From the entries that follow, report every line in which "wall" occurs.

Records supplied ->
• • • • • • •

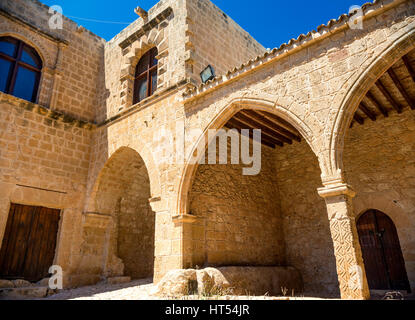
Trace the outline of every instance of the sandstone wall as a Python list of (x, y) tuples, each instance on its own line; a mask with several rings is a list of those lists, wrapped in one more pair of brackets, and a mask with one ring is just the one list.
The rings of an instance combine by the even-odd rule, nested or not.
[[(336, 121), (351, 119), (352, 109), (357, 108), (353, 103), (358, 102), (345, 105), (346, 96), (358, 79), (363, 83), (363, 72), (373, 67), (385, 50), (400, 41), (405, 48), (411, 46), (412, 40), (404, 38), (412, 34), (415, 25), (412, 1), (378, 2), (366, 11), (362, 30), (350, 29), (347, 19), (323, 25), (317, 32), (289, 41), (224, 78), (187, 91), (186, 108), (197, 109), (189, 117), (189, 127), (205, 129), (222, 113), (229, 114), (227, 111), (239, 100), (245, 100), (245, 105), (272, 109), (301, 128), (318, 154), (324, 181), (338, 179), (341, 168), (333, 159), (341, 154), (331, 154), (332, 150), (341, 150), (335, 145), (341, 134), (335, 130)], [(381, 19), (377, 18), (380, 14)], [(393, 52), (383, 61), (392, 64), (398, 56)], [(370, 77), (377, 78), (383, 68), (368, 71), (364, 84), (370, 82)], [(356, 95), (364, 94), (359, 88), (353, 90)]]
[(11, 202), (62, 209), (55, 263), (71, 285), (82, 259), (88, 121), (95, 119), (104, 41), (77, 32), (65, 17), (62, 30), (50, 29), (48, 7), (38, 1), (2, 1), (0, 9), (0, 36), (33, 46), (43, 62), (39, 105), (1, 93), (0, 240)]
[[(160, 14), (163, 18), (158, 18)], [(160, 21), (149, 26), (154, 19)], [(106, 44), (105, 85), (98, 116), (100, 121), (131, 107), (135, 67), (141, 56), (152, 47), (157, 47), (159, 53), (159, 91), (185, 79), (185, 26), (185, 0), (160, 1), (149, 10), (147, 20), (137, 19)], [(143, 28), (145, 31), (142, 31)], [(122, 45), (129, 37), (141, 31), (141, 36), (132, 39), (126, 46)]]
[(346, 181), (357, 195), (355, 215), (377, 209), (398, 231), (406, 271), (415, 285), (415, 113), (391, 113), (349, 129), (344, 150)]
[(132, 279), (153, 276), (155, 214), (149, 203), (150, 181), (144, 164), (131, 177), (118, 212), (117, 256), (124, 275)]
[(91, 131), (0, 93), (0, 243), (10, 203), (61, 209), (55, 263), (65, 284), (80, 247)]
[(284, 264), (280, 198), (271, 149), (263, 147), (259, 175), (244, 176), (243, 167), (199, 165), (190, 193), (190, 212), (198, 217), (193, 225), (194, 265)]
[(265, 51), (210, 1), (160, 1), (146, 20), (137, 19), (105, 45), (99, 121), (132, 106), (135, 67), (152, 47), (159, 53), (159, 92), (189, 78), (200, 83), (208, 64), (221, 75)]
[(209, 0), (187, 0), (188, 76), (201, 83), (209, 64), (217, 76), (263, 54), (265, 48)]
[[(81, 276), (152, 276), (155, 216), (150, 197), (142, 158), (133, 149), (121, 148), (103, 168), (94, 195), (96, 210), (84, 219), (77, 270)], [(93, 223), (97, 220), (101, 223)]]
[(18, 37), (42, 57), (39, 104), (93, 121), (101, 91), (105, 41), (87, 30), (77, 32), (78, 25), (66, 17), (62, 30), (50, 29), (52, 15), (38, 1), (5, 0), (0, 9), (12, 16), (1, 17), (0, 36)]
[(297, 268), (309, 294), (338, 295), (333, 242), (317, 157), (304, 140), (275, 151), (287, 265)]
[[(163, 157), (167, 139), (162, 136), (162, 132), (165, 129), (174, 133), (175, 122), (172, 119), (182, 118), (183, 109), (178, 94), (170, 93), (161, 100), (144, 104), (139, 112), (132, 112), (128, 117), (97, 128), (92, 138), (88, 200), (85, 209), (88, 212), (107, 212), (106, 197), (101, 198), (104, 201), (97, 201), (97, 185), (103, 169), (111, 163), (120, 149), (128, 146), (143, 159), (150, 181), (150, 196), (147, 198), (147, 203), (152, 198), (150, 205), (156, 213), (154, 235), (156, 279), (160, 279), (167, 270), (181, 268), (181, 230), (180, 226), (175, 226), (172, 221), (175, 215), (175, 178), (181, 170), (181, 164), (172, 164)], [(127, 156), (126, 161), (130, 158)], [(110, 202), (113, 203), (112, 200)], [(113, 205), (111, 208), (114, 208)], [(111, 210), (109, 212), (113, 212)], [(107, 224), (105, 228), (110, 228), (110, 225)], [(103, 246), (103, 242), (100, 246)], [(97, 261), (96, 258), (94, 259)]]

• • • • • • •

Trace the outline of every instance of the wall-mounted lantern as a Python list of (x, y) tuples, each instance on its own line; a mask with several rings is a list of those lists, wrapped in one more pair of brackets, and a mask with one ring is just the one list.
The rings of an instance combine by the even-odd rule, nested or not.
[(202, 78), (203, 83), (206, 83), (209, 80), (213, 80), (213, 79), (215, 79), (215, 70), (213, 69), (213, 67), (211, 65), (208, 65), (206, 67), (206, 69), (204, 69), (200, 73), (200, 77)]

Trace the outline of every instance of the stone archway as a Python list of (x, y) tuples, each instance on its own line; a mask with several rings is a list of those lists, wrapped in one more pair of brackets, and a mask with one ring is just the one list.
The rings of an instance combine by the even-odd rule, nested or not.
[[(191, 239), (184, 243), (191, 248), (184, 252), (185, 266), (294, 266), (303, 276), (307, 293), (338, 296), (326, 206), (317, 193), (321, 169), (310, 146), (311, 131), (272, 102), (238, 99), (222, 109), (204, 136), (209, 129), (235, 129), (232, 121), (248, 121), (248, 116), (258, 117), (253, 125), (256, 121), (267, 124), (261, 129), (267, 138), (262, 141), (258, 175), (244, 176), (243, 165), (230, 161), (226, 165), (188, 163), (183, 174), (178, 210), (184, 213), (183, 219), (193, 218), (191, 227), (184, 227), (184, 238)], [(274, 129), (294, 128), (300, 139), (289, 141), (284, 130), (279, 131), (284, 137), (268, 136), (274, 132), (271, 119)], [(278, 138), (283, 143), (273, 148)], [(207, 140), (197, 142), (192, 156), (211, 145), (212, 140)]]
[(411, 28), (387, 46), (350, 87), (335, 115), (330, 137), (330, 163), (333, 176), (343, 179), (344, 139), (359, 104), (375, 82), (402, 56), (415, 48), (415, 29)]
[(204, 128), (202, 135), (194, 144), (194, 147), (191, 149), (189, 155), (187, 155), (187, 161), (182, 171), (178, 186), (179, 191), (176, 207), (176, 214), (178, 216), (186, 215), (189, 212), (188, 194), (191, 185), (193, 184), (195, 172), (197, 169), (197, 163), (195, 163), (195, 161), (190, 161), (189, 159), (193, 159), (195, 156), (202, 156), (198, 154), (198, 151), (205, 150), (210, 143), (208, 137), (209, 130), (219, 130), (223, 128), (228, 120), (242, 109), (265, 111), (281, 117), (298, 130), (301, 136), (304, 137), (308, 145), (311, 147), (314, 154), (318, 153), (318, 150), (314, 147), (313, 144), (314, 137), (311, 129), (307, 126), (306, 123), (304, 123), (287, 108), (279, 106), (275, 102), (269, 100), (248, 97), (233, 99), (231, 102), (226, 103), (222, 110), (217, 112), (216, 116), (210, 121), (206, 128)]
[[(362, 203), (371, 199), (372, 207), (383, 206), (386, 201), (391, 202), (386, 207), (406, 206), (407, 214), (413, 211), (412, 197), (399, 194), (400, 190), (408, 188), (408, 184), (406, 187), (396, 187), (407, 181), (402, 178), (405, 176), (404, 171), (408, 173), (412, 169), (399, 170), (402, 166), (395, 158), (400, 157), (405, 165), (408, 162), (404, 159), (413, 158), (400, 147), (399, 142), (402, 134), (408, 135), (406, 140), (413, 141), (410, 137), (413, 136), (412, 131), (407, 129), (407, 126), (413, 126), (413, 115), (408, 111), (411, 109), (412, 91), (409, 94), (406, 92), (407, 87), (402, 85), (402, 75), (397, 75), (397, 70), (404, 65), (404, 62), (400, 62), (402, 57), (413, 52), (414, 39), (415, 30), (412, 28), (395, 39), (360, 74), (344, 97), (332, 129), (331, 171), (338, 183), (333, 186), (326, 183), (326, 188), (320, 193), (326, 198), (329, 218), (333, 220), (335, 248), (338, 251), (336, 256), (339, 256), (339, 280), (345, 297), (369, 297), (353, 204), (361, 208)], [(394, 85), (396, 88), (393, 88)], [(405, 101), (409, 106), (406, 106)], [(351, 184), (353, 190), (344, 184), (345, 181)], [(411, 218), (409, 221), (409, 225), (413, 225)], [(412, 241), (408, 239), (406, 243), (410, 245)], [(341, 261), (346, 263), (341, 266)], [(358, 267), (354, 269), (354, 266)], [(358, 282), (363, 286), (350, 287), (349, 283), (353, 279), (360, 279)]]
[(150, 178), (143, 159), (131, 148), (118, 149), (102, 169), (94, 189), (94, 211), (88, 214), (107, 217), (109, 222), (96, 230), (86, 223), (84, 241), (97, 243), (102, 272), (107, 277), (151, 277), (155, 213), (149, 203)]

• • • • • • •

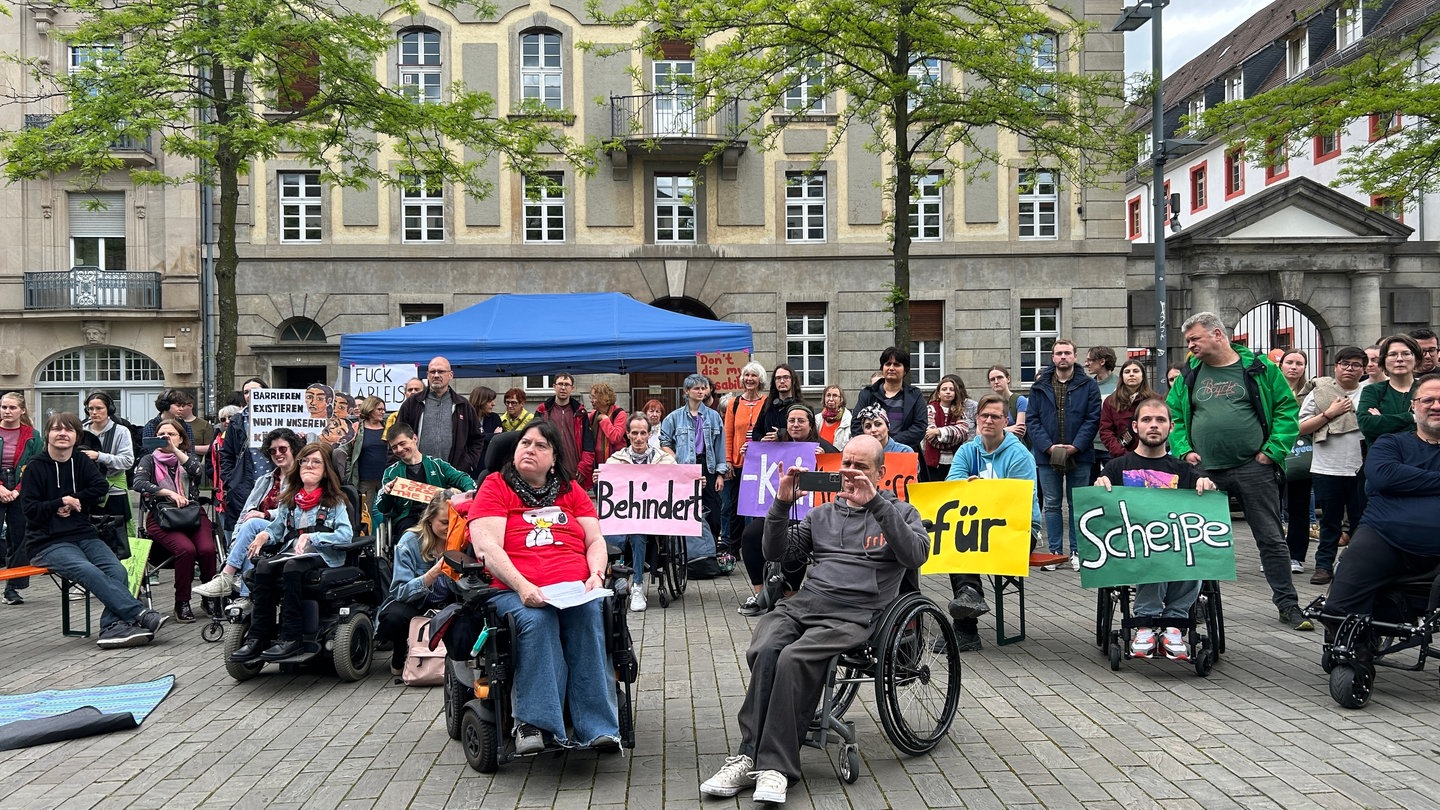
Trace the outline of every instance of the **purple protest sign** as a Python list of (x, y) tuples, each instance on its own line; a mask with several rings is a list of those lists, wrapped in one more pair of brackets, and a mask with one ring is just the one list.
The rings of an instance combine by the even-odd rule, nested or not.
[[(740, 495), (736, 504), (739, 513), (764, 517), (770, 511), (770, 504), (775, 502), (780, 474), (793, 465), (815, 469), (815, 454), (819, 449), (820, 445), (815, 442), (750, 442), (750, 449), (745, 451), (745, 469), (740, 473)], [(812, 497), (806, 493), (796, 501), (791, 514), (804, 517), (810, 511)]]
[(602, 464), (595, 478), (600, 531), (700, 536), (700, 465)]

• • • • • • •

Solved exercise ->
Trace the outline of every instance of the sandstone wall as a Python list of (x, y) tuples, each instance on its own line; a mask with several rings is a list of those lists, wrapped in one more pair of brackets, and a mask with one ring is just the one list.
Trace the outline of every instance of the wall-mounted lantern as a Python list of (x, y) tuples, each instance on its own line; a mask with several rings is a list of those lists, wrapped in one more pair of brackets, and a mask with one ring is just the one list.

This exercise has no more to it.